### Task instructions
Counting only lines that contain "picture", state the total found in the material below. Add nothing else.

### Dataset extract
::::
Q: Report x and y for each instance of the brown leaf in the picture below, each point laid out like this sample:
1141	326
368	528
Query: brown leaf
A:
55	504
::::
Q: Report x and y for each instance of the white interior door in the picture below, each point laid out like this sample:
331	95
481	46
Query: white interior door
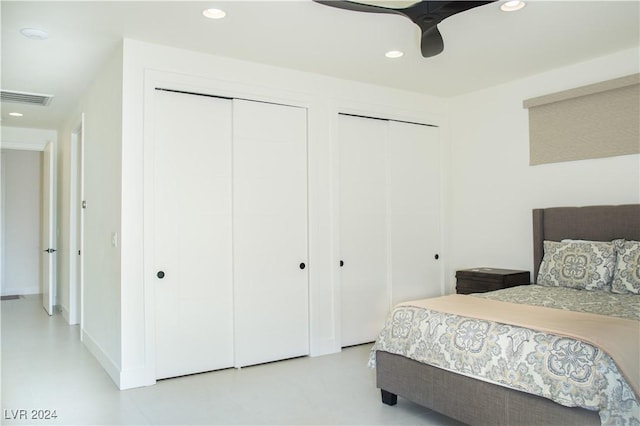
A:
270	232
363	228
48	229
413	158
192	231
::::
### Solution for this problem
2